_STATED PROBLEM A_: From the article on the hip hop trio H.W.A. below, quote word for word the passage that begins at the words "H.W.A. (an initialism" and stops after "in April 2012.".

H.W.A. (an initialism of Hoez With Attitude) is an American all-female hip hop trio, composed of Jazz, Diva and Baby Girl; Diva was later on replaced by Go-Di. They were active between 1989 and 1994, and reformed in April 2012.

History
The three members came together in 1989, and soon secured an independent label from Drive-By Records to record their first album Livin in a hoe house. The album was not a huge success, only making it to #38 on the Top R&B/Hip-Hop Albums chart, but the group became known for its sexually explicit lyrics and they were soon signed to Eazy-E's Ruthless Records.  Their second album, Az Much Ass Azz U Want, was even less of a success, briefly reaching #71 on the Top R&B/Hip-Hop Albums chart.  They also made a cameo appearance in Eazy-E's "diss" song to Dr. Dre and Snoop Dogg, "Real Muthaphuckkin G's".

_STATED PROBLEM B_: Find every line in the rows that holds the string "dirt", with case counting, and copy each of those lines.

_DATASET RECORDS_:
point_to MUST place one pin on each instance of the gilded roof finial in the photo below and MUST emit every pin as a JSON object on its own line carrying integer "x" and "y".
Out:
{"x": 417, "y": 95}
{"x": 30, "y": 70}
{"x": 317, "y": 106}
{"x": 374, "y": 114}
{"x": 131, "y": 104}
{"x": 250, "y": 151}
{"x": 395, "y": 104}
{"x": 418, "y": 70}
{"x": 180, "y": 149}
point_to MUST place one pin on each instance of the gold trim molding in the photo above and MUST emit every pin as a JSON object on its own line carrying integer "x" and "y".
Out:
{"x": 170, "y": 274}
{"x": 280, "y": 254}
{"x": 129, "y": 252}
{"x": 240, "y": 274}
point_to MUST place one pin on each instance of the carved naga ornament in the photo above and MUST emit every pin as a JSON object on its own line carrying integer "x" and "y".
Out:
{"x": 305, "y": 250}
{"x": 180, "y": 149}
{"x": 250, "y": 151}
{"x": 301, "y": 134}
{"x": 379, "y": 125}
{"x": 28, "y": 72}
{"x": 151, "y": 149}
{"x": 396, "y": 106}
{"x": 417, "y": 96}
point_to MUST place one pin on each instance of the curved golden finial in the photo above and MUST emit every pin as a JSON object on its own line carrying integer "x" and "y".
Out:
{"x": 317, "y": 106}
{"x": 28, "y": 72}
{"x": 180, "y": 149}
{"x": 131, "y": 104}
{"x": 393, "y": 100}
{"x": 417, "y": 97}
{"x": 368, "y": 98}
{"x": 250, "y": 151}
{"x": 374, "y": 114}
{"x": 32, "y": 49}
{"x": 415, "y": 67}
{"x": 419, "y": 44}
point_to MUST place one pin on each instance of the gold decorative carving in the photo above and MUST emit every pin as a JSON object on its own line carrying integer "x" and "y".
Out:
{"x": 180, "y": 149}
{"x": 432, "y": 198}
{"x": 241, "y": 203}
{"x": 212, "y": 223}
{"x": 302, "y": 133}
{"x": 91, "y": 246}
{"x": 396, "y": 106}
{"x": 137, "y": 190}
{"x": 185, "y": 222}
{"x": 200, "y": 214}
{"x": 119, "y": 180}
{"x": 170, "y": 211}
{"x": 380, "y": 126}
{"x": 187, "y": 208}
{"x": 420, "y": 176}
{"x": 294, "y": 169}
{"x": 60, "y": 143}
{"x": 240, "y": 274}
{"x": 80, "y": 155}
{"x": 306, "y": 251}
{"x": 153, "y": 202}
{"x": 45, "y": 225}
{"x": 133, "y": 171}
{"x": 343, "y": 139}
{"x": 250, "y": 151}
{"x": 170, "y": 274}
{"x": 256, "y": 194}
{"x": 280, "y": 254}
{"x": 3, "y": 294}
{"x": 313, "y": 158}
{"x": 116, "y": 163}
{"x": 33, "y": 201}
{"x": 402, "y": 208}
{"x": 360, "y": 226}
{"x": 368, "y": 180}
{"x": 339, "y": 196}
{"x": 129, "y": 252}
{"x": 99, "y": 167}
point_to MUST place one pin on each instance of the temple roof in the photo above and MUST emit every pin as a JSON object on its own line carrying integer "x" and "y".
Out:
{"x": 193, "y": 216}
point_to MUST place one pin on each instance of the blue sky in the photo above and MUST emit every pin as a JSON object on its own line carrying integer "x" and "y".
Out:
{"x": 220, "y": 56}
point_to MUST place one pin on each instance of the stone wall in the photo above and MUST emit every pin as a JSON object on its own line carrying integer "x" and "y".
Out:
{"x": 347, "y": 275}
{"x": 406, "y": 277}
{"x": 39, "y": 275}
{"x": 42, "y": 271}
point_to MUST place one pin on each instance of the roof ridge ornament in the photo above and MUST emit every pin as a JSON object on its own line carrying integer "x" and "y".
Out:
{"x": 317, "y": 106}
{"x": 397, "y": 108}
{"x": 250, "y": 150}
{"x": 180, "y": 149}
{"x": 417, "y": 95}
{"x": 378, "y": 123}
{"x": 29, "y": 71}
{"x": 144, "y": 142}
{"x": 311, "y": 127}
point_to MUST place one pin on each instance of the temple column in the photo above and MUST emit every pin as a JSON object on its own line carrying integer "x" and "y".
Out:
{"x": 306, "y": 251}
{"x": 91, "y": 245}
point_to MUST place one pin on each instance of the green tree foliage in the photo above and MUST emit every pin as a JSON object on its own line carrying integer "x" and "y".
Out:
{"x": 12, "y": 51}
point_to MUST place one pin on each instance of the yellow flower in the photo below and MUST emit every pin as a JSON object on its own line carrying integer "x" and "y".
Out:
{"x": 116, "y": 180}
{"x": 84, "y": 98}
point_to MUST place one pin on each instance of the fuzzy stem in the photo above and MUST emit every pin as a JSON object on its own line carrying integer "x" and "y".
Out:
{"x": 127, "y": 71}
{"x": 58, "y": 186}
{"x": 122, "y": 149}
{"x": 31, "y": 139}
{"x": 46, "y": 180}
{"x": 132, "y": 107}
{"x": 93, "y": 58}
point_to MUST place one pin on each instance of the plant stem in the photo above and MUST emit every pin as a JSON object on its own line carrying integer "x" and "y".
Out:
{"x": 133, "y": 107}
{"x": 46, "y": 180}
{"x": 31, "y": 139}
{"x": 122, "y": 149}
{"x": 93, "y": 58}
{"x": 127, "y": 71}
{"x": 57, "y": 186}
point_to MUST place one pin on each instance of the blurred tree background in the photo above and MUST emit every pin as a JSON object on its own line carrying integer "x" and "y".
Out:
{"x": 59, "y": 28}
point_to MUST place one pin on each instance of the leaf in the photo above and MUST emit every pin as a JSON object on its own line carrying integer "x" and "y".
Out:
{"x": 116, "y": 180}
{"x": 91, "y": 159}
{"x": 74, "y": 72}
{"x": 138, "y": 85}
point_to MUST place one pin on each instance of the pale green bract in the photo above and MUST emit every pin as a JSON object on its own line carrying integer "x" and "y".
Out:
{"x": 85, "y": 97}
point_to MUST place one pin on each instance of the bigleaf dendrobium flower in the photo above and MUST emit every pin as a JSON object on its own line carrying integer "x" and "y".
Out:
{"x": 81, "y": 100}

==

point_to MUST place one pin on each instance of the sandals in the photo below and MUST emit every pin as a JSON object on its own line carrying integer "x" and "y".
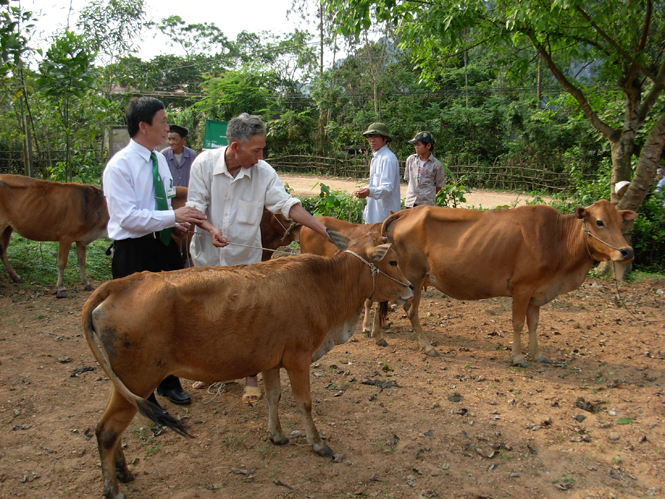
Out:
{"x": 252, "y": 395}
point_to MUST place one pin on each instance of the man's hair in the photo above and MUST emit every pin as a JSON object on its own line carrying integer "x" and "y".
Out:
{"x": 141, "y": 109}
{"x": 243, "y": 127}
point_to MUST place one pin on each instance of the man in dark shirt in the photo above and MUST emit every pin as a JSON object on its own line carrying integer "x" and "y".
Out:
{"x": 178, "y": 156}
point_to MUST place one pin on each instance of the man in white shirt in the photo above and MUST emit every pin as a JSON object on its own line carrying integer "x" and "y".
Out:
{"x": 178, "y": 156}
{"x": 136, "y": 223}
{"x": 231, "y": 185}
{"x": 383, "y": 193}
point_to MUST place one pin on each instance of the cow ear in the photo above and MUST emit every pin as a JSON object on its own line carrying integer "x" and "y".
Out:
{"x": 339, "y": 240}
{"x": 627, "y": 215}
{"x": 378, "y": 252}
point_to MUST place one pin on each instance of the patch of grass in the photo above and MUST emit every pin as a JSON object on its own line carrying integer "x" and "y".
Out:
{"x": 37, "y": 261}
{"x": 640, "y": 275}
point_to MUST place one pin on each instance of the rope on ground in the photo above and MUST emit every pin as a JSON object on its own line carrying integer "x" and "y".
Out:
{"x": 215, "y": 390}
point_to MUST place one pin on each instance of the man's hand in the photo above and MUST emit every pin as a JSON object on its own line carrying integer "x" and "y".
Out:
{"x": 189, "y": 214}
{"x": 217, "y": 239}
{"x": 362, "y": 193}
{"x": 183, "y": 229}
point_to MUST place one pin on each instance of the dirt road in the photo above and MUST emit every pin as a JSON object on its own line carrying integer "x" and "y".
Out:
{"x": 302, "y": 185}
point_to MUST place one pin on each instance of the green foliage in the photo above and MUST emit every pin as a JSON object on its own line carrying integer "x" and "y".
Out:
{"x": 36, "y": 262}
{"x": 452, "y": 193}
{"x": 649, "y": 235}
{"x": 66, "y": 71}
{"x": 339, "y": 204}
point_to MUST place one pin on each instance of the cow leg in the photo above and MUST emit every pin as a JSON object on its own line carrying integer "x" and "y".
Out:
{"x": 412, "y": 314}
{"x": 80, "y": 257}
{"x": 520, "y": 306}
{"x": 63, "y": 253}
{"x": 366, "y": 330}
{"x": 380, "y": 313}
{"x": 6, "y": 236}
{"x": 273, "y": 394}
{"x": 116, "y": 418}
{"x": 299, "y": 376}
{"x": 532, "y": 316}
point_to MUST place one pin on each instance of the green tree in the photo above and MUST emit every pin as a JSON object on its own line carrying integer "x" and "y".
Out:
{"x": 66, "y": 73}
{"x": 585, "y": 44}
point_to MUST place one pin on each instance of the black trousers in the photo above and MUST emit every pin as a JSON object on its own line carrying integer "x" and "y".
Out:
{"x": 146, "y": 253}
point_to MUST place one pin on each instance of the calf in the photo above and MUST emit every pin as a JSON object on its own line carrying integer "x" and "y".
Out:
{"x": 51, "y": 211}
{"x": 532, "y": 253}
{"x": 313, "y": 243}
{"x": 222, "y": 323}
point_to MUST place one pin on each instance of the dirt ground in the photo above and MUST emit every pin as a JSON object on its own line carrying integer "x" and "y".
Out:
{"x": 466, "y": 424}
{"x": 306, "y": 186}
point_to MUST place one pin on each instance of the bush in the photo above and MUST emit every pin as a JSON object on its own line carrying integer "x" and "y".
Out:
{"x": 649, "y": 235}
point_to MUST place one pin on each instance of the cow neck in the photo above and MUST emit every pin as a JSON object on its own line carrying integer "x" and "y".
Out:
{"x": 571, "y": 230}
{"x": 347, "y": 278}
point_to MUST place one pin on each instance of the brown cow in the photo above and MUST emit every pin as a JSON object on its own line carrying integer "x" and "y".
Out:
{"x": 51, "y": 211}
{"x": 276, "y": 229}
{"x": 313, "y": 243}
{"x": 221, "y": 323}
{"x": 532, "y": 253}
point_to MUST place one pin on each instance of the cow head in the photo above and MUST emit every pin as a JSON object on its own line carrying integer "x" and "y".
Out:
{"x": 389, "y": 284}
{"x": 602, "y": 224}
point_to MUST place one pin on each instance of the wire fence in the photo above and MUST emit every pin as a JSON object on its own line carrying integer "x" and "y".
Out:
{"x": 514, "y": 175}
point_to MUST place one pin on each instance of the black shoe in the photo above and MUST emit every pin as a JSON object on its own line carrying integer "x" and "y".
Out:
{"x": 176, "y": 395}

_RIGHT ANSWER A_:
H.W.A. (an initialism of Hoez With Attitude) is an American all-female hip hop trio, composed of Jazz, Diva and Baby Girl; Diva was later on replaced by Go-Di. They were active between 1989 and 1994, and reformed in April 2012.

_RIGHT ANSWER B_:
point_to MUST place one pin on each instance of the dirt road in the photo above and MUST emit every pin as a JSON object on its own line carrying integer "x" and "y".
point_to MUST place one pin on each instance of the dirt ground in the photo above and MUST emit every pin as a JSON object on its own line carrying integer "x" and "y".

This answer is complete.